(Named region outline records)
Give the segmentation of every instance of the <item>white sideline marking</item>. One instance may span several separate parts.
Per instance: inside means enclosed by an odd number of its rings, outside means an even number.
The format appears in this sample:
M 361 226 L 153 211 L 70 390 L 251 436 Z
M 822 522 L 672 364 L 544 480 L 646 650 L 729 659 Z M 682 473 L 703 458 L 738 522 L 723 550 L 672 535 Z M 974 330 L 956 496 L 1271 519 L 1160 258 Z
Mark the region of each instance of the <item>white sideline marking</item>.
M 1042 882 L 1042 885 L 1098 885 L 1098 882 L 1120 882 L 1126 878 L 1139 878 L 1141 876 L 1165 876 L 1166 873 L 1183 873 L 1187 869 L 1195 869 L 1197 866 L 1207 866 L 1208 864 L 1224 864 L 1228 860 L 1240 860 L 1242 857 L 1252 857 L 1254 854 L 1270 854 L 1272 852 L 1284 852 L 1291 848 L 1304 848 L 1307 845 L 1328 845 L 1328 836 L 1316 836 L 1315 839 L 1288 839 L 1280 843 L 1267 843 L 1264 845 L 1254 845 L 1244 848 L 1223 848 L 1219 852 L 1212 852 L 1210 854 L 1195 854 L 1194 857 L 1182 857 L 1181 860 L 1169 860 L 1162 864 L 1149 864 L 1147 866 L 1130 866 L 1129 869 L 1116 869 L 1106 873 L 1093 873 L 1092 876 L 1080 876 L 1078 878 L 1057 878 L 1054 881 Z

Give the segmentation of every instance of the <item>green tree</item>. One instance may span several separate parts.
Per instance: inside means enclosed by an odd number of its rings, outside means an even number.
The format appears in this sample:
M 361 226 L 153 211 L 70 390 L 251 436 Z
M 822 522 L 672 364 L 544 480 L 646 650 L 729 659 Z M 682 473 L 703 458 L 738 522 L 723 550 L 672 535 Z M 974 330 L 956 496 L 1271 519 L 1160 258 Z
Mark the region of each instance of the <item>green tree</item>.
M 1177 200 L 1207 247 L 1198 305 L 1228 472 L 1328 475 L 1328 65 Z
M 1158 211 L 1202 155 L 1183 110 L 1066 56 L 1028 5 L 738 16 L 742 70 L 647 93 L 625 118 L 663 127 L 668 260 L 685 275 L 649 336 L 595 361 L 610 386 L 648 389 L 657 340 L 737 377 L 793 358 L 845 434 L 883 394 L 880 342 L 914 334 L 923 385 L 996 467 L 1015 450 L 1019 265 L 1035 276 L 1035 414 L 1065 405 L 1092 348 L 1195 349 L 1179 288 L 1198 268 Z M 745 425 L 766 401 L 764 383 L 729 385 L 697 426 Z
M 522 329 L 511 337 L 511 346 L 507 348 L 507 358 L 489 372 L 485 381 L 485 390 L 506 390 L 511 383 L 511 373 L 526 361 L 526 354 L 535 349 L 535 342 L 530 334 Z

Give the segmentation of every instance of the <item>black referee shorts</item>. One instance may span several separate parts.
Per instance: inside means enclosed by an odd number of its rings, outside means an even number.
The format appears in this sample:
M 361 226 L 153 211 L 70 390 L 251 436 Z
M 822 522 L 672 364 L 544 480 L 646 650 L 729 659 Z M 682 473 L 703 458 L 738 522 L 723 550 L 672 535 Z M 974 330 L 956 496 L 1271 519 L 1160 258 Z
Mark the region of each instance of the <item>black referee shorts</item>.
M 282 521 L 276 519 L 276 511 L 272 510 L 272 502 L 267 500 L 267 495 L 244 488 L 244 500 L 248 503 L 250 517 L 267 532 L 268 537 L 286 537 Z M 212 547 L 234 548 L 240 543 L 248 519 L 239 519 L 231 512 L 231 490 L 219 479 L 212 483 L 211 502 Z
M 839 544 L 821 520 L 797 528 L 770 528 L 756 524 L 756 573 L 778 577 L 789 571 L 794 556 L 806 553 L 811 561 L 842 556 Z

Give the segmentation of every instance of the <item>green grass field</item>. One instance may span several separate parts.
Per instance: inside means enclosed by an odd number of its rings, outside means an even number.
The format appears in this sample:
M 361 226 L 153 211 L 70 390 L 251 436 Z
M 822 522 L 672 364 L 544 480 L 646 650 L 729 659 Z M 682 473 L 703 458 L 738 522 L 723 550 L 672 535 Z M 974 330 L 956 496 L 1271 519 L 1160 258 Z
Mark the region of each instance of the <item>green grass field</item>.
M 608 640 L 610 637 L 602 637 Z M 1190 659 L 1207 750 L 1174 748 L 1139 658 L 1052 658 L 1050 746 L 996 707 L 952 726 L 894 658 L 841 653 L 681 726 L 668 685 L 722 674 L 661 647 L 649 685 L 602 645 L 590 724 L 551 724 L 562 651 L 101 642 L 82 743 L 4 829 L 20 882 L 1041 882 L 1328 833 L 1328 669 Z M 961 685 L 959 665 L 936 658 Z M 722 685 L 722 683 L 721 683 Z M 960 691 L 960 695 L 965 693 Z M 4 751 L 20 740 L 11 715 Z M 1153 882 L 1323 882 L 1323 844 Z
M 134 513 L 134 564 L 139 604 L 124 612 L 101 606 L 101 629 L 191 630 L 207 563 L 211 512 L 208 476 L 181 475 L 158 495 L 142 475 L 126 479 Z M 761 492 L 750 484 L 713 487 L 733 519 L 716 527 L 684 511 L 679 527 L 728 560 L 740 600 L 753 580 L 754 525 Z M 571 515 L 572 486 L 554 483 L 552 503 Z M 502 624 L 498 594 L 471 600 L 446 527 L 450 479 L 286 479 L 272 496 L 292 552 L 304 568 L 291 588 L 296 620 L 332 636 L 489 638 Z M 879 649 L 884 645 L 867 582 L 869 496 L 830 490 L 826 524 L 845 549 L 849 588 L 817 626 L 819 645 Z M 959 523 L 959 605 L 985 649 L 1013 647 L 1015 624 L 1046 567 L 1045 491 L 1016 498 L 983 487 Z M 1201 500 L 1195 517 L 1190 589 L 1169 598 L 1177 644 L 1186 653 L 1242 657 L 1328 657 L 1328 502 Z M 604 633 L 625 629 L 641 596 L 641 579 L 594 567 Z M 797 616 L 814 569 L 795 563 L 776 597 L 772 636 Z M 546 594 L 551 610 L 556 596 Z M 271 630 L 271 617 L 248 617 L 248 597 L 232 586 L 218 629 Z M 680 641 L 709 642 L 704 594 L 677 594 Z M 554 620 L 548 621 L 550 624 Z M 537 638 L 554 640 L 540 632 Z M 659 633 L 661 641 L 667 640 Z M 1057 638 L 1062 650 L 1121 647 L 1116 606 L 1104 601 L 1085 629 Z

• TASK DIRECTIONS
Reproduce each line of the material above verbatim, covering all of it.

• OUTPUT OF THE EXERCISE
Give the segmentation of every instance of the <item>white sideline marking</item>. One instance may span several separate parts.
Per instance: inside means enclosed by an odd number of its rings, outside means an even number.
The format appears in this sample:
M 361 226 L 153 211 L 70 390 L 251 436 Z
M 822 522 L 672 364 L 544 480 L 646 650 L 729 659 Z M 682 473 L 703 458 L 738 522 L 723 550 L 672 535 Z M 974 330 L 956 496 L 1271 519 L 1160 258 Z
Mark the region of each instance of the <item>white sideline marking</item>.
M 1042 882 L 1042 885 L 1098 885 L 1098 882 L 1120 882 L 1126 878 L 1139 878 L 1141 876 L 1165 876 L 1166 873 L 1183 873 L 1187 869 L 1195 869 L 1197 866 L 1207 866 L 1208 864 L 1224 864 L 1228 860 L 1240 860 L 1242 857 L 1252 857 L 1254 854 L 1270 854 L 1272 852 L 1284 852 L 1291 848 L 1304 848 L 1307 845 L 1328 845 L 1328 836 L 1316 836 L 1315 839 L 1288 839 L 1280 843 L 1267 843 L 1264 845 L 1254 845 L 1244 848 L 1223 848 L 1219 852 L 1212 852 L 1210 854 L 1195 854 L 1194 857 L 1182 857 L 1181 860 L 1169 860 L 1162 864 L 1149 864 L 1147 866 L 1130 866 L 1129 869 L 1116 869 L 1106 873 L 1093 873 L 1092 876 L 1080 876 L 1078 878 L 1057 878 L 1054 881 Z

Give the segmentation of every instance of the <item>green tree</item>. One instance may span several separate parts.
Per instance: inside means enclosed by an odd number of its rings, outside means an even number.
The format appears in this sample:
M 361 226 L 153 211 L 70 390 L 251 436 Z
M 822 522 L 672 364 L 544 480 L 646 650 L 729 659 Z M 682 473 L 703 458 L 738 522 L 723 550 L 672 535 Z M 974 330 L 956 496 L 1271 519 L 1160 258 Z
Mark the region of each instance of the <item>green tree</item>.
M 1177 200 L 1207 247 L 1198 305 L 1228 472 L 1328 475 L 1328 65 Z
M 1158 211 L 1202 155 L 1183 110 L 1066 56 L 1028 5 L 738 16 L 742 70 L 647 93 L 625 118 L 663 127 L 668 260 L 685 275 L 649 336 L 595 361 L 610 386 L 648 389 L 657 340 L 737 377 L 793 358 L 845 434 L 883 394 L 880 342 L 914 334 L 923 385 L 996 467 L 1015 450 L 1019 265 L 1035 276 L 1035 414 L 1065 405 L 1092 348 L 1195 349 L 1179 288 L 1198 268 Z M 745 425 L 766 401 L 764 383 L 729 385 L 697 426 Z
M 522 329 L 511 337 L 511 346 L 507 348 L 507 358 L 489 372 L 485 381 L 485 390 L 506 390 L 511 383 L 511 373 L 526 361 L 526 354 L 535 349 L 535 342 L 530 334 Z

Give the segmentation of every instance of the <item>black referee shorts</item>. One instance may span several separate parts.
Per instance: inside means enclosed by an odd number of its rings, outside means an even number.
The format appears in this sample:
M 361 226 L 153 211 L 70 390 L 251 436 Z
M 822 522 L 672 364 L 544 480 L 646 650 L 729 659 Z M 682 473 L 703 458 L 738 522 L 723 550 L 672 535 Z M 974 330 L 956 496 L 1271 519 L 1160 258 Z
Mark the region of each instance of the <item>black referee shorts</item>.
M 282 521 L 276 519 L 276 511 L 272 510 L 272 502 L 267 500 L 267 495 L 244 488 L 244 500 L 248 503 L 250 517 L 267 532 L 268 537 L 286 537 Z M 212 547 L 234 548 L 240 543 L 248 519 L 239 519 L 231 512 L 231 490 L 219 479 L 212 483 L 211 502 Z
M 839 544 L 821 520 L 797 528 L 770 528 L 756 524 L 756 573 L 778 577 L 789 571 L 794 556 L 806 553 L 811 561 L 842 556 Z

Give the segmentation of every instance of the <item>green grass field</item>. One instance may span several separate parts.
Per instance: inside means enclosed by an odd number of its rings, outside means an even number.
The format appears in this sample:
M 361 226 L 153 211 L 70 390 L 251 436 Z
M 822 522 L 672 364 L 544 480 L 646 650 L 729 659 Z M 682 473 L 703 458 L 738 522 L 723 550 L 672 535 Z M 974 330 L 956 496 L 1271 519 L 1160 258 Z
Mark the region of each instance of the <item>green grass field</item>.
M 608 640 L 610 637 L 602 637 Z M 1190 659 L 1207 750 L 1174 748 L 1139 658 L 1052 658 L 1050 746 L 996 707 L 952 726 L 894 658 L 841 653 L 681 726 L 668 685 L 722 674 L 661 647 L 649 685 L 602 645 L 590 724 L 551 724 L 562 651 L 101 642 L 82 743 L 4 829 L 20 882 L 1041 882 L 1328 833 L 1328 669 Z M 961 685 L 959 665 L 936 658 Z M 722 685 L 722 683 L 721 683 Z M 960 691 L 960 695 L 965 693 Z M 4 751 L 20 740 L 11 715 Z M 1153 882 L 1323 882 L 1323 844 Z
M 134 513 L 134 564 L 139 604 L 124 612 L 101 606 L 101 629 L 191 630 L 207 563 L 211 512 L 208 476 L 181 475 L 158 495 L 142 475 L 126 479 Z M 761 492 L 750 484 L 713 487 L 733 519 L 716 527 L 684 511 L 679 527 L 728 560 L 740 600 L 753 580 L 754 525 Z M 571 515 L 572 486 L 554 483 L 552 503 Z M 502 624 L 498 594 L 471 600 L 446 527 L 450 479 L 286 479 L 272 496 L 292 552 L 304 568 L 291 588 L 296 620 L 332 636 L 489 638 Z M 879 649 L 884 645 L 867 582 L 869 496 L 830 490 L 826 524 L 845 549 L 849 588 L 817 626 L 819 645 Z M 959 523 L 959 605 L 985 649 L 1013 647 L 1015 624 L 1046 567 L 1045 491 L 1016 498 L 983 487 Z M 1201 500 L 1195 517 L 1190 589 L 1169 598 L 1177 644 L 1186 653 L 1242 657 L 1328 657 L 1328 502 Z M 604 633 L 625 629 L 641 596 L 641 579 L 594 567 Z M 797 616 L 814 569 L 795 563 L 776 597 L 772 636 Z M 546 594 L 551 610 L 556 596 Z M 271 630 L 271 617 L 248 617 L 248 597 L 232 586 L 218 629 Z M 680 641 L 709 642 L 704 594 L 677 594 Z M 554 620 L 548 621 L 550 624 Z M 537 638 L 554 640 L 540 632 Z M 659 633 L 661 641 L 667 640 Z M 1057 638 L 1062 650 L 1121 647 L 1116 606 L 1104 601 L 1085 629 Z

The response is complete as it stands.